[Request]: Return each line of the entries below that contains the word "tire", reproducing every such line unchanged.

Collected data entries:
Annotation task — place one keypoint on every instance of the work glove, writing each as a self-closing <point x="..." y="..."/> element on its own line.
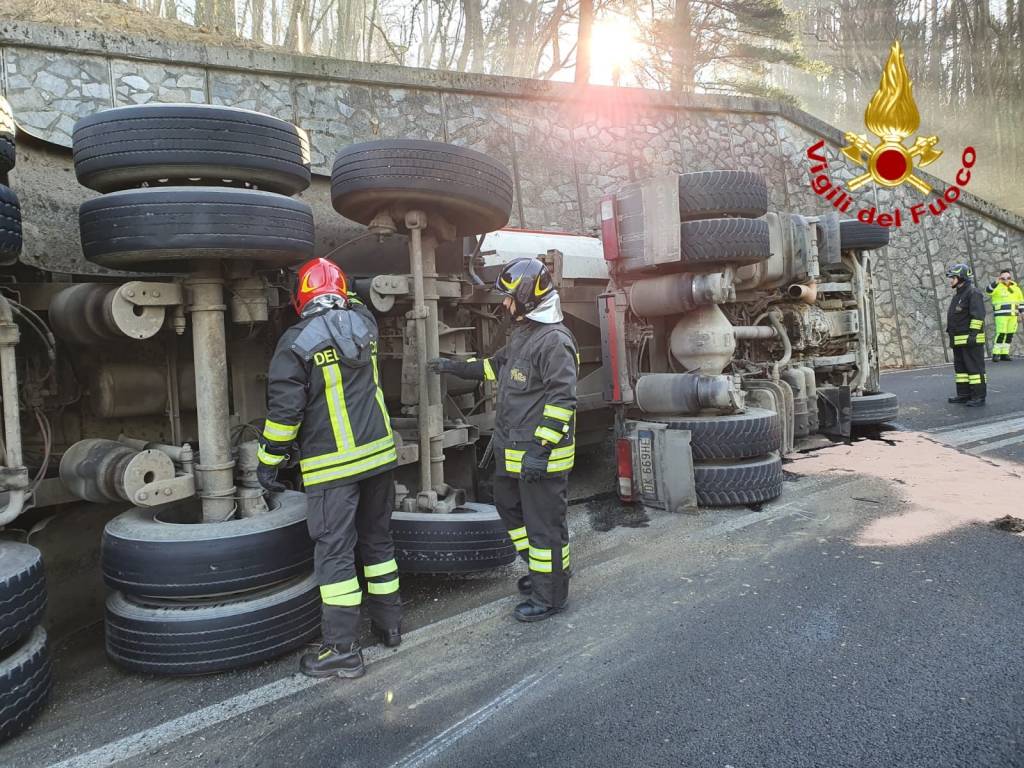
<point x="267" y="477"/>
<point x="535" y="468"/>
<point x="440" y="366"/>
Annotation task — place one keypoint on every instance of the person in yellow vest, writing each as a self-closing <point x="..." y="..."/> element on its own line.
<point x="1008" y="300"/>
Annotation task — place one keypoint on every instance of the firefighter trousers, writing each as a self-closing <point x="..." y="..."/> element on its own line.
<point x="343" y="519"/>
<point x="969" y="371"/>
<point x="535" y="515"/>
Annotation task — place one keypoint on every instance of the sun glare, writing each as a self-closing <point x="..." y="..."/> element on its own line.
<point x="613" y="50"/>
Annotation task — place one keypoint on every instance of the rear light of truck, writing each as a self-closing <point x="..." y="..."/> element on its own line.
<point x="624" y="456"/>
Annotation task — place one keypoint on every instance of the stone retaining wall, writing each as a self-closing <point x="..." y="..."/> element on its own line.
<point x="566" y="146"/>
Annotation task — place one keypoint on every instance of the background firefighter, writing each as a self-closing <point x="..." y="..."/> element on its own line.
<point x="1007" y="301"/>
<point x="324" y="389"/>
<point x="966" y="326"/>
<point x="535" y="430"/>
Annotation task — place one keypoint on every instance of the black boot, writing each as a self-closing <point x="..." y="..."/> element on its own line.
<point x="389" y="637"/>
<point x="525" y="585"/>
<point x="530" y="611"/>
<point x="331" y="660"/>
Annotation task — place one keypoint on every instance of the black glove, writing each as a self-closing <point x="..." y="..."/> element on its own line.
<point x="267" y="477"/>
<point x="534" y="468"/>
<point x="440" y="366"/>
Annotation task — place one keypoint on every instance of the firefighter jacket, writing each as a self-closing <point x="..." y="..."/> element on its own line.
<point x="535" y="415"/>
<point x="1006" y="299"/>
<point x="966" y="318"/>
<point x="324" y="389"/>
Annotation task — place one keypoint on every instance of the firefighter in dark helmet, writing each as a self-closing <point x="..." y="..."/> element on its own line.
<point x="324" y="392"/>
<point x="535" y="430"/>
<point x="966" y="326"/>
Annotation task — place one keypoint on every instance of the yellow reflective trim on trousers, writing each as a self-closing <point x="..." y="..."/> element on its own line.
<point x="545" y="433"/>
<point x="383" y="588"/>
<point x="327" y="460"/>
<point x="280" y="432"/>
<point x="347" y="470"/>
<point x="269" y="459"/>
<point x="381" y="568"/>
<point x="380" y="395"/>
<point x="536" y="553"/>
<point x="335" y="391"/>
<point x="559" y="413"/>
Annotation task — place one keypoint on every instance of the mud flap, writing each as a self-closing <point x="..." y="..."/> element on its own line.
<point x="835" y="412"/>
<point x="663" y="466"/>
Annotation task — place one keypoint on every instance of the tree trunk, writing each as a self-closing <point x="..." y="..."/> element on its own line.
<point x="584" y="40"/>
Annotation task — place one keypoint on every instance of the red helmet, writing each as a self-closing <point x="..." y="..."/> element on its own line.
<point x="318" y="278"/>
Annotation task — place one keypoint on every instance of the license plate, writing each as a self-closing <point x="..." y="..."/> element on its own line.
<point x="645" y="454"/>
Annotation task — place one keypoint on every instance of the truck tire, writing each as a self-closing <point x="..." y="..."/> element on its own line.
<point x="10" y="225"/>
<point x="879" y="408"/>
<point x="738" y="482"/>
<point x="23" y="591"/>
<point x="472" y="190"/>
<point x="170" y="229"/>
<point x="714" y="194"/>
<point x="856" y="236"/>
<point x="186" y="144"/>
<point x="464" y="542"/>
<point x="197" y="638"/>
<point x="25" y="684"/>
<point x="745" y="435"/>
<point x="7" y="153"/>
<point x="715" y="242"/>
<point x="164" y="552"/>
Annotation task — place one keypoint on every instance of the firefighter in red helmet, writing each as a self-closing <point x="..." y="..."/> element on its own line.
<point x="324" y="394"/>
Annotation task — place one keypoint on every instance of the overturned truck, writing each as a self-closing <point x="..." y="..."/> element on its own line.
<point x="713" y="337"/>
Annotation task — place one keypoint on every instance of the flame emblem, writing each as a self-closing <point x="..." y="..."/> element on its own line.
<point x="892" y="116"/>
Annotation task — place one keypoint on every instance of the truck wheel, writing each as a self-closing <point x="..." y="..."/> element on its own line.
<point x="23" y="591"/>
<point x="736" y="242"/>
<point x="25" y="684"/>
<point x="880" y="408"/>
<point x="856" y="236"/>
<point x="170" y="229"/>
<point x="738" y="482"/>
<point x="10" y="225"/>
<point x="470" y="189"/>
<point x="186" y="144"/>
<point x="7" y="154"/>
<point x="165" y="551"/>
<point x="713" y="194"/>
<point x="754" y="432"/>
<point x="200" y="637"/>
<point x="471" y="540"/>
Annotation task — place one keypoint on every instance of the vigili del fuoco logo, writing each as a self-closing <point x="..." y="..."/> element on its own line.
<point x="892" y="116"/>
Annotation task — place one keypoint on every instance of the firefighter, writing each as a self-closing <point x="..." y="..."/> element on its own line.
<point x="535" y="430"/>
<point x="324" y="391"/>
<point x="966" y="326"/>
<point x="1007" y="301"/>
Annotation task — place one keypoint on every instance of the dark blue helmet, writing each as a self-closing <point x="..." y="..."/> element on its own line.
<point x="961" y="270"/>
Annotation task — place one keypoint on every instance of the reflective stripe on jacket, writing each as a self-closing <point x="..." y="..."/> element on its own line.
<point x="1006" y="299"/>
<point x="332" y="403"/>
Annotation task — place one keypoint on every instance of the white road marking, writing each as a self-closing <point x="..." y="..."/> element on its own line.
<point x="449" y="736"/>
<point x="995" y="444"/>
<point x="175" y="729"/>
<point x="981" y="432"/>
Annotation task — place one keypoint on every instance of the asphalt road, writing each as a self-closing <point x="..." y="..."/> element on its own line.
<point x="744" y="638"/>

...

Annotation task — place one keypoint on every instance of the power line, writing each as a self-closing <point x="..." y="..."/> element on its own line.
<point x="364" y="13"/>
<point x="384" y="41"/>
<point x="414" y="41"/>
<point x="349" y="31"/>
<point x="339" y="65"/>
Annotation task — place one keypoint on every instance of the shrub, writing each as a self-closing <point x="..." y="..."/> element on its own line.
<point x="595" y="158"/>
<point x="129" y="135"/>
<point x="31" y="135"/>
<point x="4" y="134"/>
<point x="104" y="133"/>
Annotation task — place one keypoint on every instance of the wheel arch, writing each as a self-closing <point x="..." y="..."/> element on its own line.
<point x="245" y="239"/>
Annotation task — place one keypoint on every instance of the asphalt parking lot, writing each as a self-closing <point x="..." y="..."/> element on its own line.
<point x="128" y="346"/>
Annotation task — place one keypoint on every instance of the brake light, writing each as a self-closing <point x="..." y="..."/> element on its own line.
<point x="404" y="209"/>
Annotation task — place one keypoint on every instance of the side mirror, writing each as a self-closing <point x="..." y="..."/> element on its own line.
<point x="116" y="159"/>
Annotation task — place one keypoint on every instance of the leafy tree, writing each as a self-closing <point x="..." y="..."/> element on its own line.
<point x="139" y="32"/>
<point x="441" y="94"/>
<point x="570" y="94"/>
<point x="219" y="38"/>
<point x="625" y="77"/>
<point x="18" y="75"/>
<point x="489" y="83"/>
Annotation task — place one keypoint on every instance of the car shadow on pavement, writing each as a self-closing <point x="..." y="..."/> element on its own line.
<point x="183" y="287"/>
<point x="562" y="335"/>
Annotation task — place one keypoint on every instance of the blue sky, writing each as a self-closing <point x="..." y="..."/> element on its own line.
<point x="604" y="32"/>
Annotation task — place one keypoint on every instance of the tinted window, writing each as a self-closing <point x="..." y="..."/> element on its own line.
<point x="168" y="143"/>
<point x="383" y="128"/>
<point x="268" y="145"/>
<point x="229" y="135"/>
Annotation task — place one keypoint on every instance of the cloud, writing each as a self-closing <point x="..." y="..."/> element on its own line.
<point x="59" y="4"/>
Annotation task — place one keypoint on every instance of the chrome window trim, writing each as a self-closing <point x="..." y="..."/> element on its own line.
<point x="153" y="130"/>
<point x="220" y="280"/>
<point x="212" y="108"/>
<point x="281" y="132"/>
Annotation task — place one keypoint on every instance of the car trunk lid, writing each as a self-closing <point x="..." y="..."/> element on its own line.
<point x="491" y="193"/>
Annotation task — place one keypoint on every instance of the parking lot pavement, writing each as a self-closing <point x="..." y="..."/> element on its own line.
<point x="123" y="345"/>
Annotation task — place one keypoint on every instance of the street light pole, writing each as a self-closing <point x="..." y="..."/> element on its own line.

...

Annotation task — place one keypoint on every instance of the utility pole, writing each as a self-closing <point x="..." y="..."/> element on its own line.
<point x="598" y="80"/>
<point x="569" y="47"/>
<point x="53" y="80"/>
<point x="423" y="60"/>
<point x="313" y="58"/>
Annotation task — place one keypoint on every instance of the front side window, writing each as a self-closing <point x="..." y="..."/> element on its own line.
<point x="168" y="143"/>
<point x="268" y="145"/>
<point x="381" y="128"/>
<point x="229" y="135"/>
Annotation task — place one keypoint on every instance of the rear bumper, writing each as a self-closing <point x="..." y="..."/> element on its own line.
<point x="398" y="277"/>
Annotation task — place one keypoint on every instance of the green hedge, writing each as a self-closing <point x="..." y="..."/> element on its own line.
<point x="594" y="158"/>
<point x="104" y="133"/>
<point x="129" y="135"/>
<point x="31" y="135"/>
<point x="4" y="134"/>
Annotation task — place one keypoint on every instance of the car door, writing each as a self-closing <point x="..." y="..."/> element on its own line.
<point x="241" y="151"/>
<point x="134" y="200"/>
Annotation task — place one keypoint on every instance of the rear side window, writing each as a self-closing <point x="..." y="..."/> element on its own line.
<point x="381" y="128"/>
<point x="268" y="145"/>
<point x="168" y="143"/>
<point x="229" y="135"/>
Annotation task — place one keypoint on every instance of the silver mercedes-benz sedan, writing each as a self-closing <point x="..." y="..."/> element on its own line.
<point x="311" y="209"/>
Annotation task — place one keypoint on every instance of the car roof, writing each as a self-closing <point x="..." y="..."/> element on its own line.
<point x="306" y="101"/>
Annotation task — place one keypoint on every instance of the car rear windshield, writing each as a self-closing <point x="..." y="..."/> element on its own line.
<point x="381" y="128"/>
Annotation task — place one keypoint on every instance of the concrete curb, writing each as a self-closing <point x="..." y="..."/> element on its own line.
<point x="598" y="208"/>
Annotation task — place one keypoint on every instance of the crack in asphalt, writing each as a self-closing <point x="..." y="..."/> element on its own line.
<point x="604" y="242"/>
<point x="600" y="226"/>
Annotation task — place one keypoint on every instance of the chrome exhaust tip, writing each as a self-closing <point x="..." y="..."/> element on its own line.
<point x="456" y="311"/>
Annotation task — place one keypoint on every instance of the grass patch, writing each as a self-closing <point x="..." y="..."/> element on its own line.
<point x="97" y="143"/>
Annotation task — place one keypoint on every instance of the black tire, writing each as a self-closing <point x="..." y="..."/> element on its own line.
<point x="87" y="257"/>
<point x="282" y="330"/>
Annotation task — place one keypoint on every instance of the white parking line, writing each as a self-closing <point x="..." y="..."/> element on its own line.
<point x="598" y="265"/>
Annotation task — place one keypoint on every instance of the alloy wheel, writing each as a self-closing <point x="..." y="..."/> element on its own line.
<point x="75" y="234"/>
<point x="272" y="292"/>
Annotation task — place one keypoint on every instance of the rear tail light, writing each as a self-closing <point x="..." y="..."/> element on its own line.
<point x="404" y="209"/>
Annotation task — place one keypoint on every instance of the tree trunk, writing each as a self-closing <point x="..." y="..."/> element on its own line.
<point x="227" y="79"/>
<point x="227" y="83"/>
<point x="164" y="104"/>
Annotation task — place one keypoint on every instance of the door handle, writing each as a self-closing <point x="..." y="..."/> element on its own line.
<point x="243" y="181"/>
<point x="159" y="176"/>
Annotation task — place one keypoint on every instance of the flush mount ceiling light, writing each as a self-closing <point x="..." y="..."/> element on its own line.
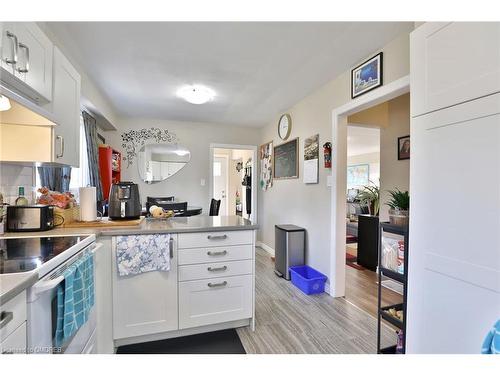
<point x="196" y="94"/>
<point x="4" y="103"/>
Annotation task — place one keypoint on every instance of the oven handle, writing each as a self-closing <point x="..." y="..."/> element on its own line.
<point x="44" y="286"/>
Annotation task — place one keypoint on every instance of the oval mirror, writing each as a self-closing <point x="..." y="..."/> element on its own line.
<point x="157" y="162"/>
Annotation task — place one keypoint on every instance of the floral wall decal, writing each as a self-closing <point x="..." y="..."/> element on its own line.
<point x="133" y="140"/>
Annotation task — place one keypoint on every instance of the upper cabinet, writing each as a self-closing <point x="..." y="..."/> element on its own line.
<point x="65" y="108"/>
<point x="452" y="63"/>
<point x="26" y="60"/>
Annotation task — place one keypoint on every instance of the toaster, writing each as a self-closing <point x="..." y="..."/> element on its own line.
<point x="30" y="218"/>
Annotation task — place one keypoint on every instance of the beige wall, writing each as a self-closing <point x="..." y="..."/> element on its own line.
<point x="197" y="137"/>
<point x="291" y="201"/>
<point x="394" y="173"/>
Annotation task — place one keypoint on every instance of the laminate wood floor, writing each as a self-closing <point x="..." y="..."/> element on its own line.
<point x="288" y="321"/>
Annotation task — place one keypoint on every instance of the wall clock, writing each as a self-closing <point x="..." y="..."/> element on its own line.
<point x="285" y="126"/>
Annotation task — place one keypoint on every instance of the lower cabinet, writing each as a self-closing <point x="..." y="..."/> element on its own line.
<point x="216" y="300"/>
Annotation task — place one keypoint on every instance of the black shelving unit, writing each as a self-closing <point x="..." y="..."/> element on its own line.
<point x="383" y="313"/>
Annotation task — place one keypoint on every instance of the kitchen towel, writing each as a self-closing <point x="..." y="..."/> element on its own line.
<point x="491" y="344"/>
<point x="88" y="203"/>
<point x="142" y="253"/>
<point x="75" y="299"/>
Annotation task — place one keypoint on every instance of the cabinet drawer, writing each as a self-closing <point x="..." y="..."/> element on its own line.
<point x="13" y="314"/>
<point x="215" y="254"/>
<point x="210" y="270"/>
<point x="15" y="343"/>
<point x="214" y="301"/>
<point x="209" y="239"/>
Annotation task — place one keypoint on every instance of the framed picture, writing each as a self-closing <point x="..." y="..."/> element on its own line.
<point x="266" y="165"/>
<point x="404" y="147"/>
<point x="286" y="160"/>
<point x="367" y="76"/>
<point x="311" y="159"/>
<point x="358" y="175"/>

[Correct answer]:
Annotation task — place one keypoint on every instance of the truck tire, writing each as a self-closing <point x="..." y="..."/> element on its own line.
Annotation task — place one keypoint on every instance of the black tire, writing each as a self-closing <point x="..." y="..."/> element on its own line.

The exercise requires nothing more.